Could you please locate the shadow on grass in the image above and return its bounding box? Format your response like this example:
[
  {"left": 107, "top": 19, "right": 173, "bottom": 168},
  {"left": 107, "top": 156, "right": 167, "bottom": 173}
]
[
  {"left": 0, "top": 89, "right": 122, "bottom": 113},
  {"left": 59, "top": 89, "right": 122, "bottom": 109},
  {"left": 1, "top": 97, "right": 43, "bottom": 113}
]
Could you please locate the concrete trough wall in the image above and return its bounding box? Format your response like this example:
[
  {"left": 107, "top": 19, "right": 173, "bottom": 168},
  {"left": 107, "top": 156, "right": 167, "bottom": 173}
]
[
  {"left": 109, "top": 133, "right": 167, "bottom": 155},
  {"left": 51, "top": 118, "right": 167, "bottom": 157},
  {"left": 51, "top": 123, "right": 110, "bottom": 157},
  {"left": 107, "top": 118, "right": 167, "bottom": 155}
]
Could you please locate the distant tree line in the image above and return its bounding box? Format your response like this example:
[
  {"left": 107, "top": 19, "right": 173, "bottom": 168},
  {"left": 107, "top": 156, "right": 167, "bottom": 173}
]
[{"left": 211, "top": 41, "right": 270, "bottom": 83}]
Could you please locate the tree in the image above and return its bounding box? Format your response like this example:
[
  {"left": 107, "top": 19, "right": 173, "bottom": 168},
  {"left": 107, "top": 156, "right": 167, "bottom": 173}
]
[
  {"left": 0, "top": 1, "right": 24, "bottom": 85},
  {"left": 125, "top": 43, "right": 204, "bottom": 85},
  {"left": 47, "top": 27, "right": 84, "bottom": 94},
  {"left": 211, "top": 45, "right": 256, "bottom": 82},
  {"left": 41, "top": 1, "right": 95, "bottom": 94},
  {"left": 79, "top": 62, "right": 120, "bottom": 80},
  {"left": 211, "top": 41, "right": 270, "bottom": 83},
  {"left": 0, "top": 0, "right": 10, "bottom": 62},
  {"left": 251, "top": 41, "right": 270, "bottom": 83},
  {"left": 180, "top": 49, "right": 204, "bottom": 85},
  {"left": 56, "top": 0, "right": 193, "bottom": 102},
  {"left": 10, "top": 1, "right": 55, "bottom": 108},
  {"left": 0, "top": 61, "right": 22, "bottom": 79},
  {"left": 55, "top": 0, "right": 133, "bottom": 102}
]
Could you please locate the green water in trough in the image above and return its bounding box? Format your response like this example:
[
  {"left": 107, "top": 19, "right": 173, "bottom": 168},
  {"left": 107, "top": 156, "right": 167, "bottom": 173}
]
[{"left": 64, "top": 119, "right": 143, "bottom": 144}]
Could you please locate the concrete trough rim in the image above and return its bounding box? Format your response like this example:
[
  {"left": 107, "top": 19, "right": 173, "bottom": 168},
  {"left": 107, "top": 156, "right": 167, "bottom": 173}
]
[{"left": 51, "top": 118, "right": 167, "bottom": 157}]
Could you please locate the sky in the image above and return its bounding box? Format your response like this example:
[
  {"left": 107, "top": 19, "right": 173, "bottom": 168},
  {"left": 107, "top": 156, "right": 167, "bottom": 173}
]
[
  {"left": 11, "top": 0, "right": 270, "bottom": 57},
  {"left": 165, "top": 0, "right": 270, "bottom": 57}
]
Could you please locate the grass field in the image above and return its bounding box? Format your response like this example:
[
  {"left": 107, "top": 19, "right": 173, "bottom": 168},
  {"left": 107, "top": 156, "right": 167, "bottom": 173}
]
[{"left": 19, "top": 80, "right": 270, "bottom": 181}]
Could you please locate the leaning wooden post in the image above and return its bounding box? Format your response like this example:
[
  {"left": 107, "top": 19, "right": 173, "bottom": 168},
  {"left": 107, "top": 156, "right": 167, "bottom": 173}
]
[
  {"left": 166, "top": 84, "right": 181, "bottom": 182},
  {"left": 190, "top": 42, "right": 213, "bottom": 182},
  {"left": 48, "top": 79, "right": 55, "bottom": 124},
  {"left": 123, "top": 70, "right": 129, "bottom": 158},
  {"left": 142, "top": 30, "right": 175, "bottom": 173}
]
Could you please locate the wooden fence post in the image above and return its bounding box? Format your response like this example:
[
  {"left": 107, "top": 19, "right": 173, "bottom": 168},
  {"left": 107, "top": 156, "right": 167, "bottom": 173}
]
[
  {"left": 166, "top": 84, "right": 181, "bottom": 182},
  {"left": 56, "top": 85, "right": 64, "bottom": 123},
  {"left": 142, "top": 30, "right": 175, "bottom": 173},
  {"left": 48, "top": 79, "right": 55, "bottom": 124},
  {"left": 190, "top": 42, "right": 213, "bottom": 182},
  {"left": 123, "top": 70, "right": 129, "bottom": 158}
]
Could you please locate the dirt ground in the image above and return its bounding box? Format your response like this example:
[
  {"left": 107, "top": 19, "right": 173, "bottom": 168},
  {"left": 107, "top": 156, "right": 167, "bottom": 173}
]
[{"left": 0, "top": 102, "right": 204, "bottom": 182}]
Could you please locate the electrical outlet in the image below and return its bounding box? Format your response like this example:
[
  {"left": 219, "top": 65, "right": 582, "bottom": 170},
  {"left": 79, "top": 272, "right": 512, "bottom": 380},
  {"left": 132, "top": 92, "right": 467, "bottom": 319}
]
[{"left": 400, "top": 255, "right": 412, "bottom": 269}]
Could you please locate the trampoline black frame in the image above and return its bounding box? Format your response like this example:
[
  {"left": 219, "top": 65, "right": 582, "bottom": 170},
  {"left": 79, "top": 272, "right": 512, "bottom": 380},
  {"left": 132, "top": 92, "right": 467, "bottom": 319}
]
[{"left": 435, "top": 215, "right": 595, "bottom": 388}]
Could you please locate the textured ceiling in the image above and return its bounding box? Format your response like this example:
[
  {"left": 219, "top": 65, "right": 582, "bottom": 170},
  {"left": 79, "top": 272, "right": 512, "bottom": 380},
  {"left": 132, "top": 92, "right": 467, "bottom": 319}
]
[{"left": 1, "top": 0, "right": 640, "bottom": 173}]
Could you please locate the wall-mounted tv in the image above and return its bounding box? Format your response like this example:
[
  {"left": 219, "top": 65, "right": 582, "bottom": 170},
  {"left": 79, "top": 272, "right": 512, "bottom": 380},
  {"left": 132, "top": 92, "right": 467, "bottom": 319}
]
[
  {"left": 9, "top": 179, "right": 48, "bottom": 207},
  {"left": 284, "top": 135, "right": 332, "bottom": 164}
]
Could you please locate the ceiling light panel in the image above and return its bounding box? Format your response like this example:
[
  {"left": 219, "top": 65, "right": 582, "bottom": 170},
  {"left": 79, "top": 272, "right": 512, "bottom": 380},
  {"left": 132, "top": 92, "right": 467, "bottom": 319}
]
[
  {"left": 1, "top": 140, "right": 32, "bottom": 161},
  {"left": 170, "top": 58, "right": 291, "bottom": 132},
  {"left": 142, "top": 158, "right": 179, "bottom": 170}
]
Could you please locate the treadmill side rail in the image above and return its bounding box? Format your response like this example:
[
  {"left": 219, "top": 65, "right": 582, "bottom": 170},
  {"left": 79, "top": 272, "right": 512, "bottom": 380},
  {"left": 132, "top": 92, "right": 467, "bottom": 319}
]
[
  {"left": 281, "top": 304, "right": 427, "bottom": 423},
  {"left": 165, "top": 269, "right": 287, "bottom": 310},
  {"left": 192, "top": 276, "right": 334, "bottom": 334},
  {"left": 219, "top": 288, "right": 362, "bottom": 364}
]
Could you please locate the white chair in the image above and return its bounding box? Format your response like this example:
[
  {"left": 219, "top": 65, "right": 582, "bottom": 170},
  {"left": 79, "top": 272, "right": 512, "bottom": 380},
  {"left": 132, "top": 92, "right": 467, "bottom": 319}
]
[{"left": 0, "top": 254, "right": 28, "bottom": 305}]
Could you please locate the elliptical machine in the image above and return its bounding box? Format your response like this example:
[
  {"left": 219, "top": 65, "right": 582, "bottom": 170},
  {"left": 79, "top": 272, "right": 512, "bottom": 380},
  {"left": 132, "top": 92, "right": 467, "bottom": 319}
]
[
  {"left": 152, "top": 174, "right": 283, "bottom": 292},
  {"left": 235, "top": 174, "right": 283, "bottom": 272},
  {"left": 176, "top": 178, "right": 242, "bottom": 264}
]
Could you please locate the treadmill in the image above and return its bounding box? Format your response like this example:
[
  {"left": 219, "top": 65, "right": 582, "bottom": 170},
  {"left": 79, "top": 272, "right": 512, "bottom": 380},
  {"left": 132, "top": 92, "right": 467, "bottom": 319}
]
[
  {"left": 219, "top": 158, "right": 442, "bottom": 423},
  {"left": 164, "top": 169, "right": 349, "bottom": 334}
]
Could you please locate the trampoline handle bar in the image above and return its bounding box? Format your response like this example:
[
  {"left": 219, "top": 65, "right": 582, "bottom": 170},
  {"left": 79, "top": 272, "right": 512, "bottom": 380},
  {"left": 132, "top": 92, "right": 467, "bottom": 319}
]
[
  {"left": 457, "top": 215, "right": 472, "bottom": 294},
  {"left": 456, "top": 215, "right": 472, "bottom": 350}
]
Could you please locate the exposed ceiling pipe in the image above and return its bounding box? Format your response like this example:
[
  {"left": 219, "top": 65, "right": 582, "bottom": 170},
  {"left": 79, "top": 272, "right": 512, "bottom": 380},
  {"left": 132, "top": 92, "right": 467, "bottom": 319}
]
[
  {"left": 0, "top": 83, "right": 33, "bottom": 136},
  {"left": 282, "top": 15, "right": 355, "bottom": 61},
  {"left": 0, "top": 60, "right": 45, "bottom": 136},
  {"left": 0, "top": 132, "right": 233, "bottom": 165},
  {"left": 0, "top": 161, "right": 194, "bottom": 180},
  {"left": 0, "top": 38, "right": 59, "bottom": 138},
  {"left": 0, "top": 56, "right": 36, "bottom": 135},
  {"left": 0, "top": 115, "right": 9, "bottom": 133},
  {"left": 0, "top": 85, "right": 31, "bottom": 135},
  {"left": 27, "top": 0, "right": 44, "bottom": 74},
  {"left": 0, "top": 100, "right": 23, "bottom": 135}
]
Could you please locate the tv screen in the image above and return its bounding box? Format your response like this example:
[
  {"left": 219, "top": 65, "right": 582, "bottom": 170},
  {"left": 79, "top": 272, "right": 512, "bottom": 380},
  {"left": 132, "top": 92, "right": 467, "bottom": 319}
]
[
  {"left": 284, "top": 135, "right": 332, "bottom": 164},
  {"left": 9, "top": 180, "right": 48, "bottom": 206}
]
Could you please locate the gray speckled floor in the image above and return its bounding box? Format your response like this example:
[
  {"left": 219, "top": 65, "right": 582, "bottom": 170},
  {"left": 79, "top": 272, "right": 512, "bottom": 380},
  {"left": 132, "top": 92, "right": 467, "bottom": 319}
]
---*---
Your reply must be one number: how many lines of the material hold the string "post".

**WRITTEN SOLUTION**
2